» Task description
Reproduce the data that follows precisely.
━━━ The records ━━━
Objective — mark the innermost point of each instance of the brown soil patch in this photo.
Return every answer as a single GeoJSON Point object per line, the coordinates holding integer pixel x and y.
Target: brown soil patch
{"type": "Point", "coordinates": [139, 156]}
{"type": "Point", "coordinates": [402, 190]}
━━━
» Exercise response
Objective — mark the innermost point of each instance of the brown soil patch in this photo.
Return every answer as a single GeoJSON Point object per line, the coordinates holding integer pixel x and y.
Target: brown soil patch
{"type": "Point", "coordinates": [139, 156]}
{"type": "Point", "coordinates": [402, 190]}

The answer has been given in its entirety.